• _DIRECTION_
From the records below, extract every line unchanged, starting at the line that contains "Please indicate the beard" and ending with the final line of the records.

====== DATA ENTRIES ======

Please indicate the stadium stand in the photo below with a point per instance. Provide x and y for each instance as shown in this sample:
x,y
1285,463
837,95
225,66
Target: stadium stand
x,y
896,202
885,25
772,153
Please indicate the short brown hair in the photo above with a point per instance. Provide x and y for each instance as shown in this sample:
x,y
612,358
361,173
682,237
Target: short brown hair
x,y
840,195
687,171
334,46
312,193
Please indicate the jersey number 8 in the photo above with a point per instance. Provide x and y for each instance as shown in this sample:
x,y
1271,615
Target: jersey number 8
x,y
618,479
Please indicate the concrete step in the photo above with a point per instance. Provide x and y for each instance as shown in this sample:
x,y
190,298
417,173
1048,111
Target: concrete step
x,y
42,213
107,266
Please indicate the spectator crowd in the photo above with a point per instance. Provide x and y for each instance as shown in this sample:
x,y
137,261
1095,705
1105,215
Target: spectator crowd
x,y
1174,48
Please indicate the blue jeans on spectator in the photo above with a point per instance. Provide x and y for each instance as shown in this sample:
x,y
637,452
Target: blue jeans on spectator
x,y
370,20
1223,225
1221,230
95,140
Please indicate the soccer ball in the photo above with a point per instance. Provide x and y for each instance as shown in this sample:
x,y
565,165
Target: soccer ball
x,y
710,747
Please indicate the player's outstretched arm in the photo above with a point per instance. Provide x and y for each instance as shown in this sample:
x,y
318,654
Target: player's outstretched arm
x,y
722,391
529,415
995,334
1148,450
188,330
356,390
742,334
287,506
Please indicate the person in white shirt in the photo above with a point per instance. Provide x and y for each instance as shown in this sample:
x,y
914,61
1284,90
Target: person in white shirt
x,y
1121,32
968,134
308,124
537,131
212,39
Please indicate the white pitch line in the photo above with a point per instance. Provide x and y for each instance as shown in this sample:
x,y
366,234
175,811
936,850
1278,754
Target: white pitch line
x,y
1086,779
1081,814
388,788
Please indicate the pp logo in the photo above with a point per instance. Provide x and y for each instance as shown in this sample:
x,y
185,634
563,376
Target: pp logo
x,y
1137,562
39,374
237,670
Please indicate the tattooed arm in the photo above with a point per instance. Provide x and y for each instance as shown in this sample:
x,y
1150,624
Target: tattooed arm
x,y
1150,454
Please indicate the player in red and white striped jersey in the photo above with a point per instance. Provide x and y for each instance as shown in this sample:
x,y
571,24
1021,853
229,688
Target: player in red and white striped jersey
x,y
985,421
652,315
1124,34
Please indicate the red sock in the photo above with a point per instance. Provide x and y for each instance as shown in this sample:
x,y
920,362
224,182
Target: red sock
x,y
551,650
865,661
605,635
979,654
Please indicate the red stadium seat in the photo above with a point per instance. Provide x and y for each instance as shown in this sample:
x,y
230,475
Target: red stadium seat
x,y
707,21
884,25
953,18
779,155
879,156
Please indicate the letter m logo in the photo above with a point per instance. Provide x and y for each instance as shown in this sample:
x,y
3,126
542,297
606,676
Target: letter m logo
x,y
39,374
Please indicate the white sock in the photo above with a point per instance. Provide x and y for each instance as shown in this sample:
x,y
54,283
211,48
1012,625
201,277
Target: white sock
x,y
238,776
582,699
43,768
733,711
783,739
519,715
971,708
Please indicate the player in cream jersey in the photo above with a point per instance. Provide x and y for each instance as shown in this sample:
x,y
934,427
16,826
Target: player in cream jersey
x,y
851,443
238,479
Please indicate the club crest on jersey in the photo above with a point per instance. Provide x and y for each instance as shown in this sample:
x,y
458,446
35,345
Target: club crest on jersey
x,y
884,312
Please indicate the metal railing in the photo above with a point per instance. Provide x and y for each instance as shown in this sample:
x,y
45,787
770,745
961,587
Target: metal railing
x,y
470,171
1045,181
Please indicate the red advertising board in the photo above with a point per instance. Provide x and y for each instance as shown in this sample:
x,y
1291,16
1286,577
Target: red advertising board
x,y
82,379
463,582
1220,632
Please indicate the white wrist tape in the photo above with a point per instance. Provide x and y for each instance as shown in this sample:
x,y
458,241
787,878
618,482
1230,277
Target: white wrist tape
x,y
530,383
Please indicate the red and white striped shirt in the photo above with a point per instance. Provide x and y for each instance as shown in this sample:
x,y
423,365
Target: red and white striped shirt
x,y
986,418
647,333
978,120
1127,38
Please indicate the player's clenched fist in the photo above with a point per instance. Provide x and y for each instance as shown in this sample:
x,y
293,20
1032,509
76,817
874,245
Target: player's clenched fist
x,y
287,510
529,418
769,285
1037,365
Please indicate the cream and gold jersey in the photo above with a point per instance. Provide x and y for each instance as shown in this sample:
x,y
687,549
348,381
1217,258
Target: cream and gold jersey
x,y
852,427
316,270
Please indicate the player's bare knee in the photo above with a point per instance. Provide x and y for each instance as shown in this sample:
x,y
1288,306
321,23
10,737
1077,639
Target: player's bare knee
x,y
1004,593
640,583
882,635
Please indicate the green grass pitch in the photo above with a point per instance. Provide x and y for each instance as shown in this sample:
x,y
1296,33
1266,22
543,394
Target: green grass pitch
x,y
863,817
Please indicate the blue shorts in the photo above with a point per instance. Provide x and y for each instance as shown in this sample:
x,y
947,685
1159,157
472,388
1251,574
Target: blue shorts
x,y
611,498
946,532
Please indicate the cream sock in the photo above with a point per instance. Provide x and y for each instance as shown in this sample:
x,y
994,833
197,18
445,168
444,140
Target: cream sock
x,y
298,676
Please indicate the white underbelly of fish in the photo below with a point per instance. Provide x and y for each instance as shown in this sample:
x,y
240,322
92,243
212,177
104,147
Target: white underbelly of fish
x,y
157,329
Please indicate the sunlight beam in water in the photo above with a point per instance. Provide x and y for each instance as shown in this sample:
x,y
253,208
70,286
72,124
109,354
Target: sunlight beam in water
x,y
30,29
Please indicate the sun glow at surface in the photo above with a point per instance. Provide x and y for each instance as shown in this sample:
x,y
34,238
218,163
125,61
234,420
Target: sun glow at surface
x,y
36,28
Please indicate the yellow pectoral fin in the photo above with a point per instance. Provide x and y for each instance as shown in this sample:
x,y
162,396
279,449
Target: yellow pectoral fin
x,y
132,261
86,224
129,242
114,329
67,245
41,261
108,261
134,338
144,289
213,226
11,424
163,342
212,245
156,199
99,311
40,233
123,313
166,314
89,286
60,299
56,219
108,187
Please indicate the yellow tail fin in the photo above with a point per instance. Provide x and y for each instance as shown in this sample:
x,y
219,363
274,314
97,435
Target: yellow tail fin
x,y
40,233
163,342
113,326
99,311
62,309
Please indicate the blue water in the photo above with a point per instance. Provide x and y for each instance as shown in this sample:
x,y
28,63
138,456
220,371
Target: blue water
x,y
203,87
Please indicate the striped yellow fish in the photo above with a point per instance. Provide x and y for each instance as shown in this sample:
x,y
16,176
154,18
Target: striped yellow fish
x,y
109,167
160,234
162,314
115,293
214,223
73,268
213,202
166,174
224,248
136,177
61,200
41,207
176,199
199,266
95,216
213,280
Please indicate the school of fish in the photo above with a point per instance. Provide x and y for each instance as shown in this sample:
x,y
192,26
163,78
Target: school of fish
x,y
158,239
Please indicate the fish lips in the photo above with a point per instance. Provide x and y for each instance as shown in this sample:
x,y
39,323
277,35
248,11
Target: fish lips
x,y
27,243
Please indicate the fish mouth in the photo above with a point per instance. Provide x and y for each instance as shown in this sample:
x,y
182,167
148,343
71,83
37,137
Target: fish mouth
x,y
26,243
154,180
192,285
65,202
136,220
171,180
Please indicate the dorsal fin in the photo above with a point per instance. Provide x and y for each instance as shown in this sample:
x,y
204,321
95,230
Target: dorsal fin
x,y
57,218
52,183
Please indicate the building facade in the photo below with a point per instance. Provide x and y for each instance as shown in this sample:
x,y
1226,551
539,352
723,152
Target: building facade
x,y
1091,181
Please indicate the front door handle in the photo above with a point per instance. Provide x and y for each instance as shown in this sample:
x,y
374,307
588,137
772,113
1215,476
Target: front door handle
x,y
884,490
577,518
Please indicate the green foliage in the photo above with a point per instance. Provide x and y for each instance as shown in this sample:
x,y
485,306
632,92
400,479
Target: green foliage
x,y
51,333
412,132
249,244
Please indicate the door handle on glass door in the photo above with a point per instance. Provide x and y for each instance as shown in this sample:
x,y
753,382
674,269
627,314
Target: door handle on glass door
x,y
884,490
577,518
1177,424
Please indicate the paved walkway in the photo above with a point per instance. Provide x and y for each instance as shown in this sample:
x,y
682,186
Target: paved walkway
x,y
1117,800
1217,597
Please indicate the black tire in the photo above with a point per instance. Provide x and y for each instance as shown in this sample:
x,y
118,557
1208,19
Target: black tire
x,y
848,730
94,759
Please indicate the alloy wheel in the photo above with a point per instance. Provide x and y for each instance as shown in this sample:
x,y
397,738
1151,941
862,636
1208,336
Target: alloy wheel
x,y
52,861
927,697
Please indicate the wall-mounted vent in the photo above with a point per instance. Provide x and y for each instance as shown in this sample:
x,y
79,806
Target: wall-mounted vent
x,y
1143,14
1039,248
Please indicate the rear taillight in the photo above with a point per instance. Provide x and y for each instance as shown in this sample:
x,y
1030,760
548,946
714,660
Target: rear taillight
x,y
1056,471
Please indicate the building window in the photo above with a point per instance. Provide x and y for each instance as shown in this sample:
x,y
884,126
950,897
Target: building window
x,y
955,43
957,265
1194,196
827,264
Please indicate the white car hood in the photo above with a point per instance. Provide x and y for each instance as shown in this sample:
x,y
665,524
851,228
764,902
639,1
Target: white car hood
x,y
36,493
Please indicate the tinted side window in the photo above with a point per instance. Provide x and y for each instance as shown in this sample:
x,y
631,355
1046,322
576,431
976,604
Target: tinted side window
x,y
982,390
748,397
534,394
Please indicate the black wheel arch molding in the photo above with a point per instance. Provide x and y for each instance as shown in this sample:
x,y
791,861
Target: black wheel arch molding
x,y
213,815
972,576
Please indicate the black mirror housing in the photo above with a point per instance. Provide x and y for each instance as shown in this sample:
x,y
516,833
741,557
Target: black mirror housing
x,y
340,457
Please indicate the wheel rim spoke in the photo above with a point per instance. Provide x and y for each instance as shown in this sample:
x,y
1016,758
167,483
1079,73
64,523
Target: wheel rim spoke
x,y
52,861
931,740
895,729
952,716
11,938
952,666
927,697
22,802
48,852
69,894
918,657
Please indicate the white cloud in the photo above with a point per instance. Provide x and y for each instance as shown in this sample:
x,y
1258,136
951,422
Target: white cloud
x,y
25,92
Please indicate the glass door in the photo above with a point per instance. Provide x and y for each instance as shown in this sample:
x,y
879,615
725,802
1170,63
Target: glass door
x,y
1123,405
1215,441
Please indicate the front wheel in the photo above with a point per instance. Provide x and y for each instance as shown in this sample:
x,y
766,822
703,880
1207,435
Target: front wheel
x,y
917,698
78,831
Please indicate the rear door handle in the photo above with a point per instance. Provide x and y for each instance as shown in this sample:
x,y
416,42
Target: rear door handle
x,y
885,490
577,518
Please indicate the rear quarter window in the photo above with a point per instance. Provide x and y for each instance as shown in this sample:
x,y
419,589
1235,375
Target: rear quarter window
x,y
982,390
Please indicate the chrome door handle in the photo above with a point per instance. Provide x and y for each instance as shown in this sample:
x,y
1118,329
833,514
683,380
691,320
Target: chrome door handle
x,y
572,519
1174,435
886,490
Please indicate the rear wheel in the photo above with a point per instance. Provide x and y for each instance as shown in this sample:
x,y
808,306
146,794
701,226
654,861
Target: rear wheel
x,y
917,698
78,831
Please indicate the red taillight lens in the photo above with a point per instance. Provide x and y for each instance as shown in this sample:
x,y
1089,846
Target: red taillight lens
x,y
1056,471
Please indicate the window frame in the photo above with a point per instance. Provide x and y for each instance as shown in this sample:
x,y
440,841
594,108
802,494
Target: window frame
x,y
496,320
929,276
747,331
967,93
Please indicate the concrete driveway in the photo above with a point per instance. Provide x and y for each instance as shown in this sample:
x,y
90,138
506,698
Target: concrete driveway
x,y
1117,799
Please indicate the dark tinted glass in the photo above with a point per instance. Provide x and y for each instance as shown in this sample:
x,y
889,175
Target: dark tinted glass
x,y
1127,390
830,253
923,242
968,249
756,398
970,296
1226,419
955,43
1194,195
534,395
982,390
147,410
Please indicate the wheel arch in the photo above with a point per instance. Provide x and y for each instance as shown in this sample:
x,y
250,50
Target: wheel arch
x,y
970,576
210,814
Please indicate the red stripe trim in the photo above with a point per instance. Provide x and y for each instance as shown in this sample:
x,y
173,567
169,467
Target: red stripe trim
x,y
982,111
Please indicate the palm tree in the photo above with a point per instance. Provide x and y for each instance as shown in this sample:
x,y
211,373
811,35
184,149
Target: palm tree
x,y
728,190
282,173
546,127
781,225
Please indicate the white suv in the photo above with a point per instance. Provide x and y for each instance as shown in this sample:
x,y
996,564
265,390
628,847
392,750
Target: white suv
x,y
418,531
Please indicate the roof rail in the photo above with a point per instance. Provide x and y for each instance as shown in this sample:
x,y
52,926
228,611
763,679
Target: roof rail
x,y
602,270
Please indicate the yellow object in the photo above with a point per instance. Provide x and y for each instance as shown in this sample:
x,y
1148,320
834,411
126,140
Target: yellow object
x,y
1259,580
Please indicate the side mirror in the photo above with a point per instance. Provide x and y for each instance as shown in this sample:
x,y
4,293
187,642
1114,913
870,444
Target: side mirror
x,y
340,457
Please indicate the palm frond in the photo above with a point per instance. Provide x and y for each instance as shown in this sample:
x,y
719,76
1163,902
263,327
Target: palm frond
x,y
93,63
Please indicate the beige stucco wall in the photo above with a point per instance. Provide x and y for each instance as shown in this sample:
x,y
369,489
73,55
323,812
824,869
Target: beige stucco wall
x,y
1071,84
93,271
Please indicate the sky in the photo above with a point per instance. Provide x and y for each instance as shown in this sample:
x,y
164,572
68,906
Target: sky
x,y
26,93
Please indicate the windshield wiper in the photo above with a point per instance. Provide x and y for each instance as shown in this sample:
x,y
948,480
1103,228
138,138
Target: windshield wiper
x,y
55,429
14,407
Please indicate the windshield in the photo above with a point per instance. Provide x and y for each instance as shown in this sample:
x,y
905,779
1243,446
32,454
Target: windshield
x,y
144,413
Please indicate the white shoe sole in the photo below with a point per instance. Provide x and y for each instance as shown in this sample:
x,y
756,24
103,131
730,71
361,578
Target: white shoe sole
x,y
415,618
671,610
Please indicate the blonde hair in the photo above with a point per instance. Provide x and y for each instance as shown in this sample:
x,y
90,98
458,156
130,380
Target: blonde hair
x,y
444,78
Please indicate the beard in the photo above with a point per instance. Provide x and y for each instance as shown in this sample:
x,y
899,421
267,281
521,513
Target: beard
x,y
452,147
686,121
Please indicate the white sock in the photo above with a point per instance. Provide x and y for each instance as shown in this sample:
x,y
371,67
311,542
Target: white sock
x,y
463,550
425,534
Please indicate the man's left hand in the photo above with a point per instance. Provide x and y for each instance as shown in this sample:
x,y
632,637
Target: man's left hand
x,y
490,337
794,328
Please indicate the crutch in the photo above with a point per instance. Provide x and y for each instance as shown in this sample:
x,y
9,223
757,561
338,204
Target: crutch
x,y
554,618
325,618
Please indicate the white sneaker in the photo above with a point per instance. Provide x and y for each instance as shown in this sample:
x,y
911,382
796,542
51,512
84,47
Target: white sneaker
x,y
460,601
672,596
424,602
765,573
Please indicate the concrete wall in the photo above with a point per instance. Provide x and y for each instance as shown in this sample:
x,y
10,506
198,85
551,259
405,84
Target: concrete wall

======

• _FULL SOLUTION_
Please indicate the beard in the photo above with a point per instance. Provide x and y for each instance as shown in this sample:
x,y
899,421
267,281
521,513
Target: beard
x,y
452,147
686,121
Please indicate the white sock in the photo above with a point per instance. Provide x and y for each instance as shown in this sample:
x,y
371,67
311,542
Target: white sock
x,y
463,550
425,534
Please indicate the man's left hand in the photo above with a point per instance. Provide x and y for each instance as shown in this sample:
x,y
632,637
Target: man's left hand
x,y
490,337
794,328
Please indicate the crutch in the photo above with a point per instance. Provide x and y for each instance as shown in this sample:
x,y
9,223
757,561
338,204
Target: crutch
x,y
554,618
325,618
Please indicate the white sneaker in the photo above with a point per instance. Provide x and y for each instance as shown in this sample:
x,y
911,382
796,542
51,512
84,47
Target: white sneaker
x,y
460,601
672,596
424,602
765,573
Please indicate the concrete wall in the photo above with a point per instance. Provide x and y for each instance as shown in this sample:
x,y
10,506
198,85
551,259
405,84
Target: concrete wall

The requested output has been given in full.